--- START SELECTION ---

Since no country claimed dominion over the islands, de Thierry considered himself free to act independently and launched a colonization scheme on the strength of his deed of purchase. Rumours of de Thierry's plans to annex the land they possessed reached the settlers in New Zealand and they put pressure upon the Governor of New South Wales to place New Zealand under his protection. The missionaries, in order to save the Maoris from the depredations of the whites, also influenced the North Auckland chiefs to meet at Kerikeri and to ask for the protection of "King William the Gracious, Chief of England". It resulted in the appointment in 1832, by the Governor of New South Wales, of James Busby, a Sydney engineer, as British Resident in New Zealand at a salary of £500 plus £200 for gifts to the Maoris. Since the British Government did not desire any further colonial responsibilities, Busby was given no authority except a letter to "the chiefs of New Zealand" and told "to conciliate the goodwill of the chiefs" and "to lay the foundations of your measures upon the influence which you shall obtain over the native chiefs". Kororareka's reputation would not allow Busby to take up his residence in the township. He built his residence on the opposite side of the bay.

Busby and Polack did not agree with each other. Polack, except for business purposes and one or two particular friends, kept himself aloof from the rest of the Kororareka community. He wanted to play the gentleman. He sought friendship with Busby as an equal, but the latter regarded Polack as obnoxious. Amongst other matters, Polack resented any imputation against his character but somehow Busby had discovered through the usual channels of gossip of a small isolated township that Polack had lived with a native girl at Hokianga. Polack's reformed views did not help him. When writing about two native women who were working for him, he was particularly careful to mention that they served him for washing and cooking only "as I determined in Sydney to have no communication with the women of this place as I had a responsible character to support." He even became puritan in his outlook. A white man, Dominick Ferari, who had worked for him as a carpenter, had been living with a native princess for years. One day, Polack informed Ferari that he did not consider himself a canonized saint but he could not allow Ferari to continue working for him, although he was an admirable artisan and a man whom he wanted and needed, unless Ferari married the girl legally under the auspices of the missionaries.

--- END SELECTION ---
--- START DATA ---

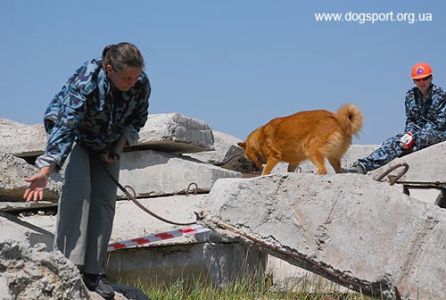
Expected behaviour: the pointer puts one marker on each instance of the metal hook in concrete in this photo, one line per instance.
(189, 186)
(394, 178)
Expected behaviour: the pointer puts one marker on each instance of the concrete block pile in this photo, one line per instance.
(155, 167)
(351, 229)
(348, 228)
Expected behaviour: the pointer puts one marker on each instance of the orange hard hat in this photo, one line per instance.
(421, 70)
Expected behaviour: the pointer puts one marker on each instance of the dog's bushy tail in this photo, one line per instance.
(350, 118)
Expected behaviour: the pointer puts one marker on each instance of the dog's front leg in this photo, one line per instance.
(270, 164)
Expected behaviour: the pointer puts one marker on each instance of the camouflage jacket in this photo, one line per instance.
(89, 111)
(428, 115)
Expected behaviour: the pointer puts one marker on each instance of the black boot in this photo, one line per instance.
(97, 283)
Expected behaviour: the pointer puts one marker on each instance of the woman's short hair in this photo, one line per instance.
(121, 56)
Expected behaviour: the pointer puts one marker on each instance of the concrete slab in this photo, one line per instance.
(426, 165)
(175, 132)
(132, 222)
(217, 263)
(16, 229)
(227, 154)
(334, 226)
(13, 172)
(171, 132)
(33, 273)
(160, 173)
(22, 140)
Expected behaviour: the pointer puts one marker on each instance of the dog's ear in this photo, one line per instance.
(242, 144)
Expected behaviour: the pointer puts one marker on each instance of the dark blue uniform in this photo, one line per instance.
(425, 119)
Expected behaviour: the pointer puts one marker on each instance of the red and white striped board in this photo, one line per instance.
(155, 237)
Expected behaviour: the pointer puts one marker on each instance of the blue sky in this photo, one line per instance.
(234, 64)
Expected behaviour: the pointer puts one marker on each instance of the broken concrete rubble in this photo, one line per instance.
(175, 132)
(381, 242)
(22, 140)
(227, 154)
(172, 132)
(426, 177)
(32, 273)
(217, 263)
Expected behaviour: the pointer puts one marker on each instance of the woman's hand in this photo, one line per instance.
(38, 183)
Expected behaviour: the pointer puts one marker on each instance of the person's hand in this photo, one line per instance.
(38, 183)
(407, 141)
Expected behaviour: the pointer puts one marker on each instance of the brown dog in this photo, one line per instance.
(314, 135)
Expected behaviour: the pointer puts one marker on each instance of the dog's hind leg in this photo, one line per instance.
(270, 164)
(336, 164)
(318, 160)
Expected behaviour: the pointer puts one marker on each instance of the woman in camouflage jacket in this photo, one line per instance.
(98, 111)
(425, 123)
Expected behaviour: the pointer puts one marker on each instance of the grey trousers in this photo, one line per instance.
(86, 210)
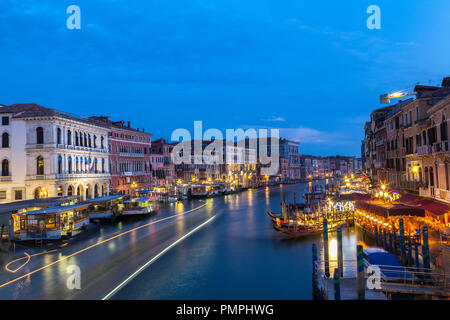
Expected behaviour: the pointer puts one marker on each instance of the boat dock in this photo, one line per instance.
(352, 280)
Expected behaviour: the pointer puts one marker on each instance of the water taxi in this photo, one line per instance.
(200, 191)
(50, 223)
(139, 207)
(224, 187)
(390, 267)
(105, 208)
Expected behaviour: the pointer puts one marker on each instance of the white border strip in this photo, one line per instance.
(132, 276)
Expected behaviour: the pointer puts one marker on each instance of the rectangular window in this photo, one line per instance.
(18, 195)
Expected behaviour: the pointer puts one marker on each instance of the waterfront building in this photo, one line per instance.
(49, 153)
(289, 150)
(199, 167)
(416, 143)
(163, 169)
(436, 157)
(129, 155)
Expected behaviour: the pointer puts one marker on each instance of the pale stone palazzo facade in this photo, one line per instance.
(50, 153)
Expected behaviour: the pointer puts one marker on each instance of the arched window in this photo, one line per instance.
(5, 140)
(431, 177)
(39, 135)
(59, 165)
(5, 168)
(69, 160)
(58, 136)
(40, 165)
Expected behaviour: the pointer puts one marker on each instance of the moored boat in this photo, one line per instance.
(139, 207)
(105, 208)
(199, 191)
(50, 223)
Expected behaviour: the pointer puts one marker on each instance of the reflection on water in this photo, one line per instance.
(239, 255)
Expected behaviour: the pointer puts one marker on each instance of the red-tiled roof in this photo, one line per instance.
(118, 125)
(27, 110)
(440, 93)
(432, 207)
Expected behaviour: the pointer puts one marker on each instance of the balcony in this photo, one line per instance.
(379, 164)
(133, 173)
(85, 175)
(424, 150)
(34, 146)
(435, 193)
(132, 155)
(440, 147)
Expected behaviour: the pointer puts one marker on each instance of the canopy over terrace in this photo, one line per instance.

--- END DATA ---

● JOB 1: According to the New Zealand excerpt, what pay did James Busby receive on his appointment as British Resident?
● JOB 2: Decide whether each statement agrees with the New Zealand excerpt, answering yes or no and quoting the deciding words: (a) Busby made his residence in the township of Kororareka. (b) Busby considered Polack obnoxious. (c) Dominick Ferari had worked for Polack as a carpenter.
● JOB 3: Using the New Zealand excerpt, explain why Busby was given no authority beyond a letter to the chiefs.

● TASK OUTPUT 1: £500, plus £200 for gifts to the Maoris.

● TASK OUTPUT 2:
(a) No: "Kororareka's reputation would not allow Busby to take up his residence in the township."
(b) Yes: "the latter regarded Polack as obnoxious."
(c) Yes: "who had worked for him as a carpenter."

● TASK OUTPUT 3: The British Government did not desire any further colonial responsibilities. Busby therefore received only a letter to "the chiefs of New Zealand." He was instructed to rely on the goodwill of the native chiefs and on the influence he could gain over them.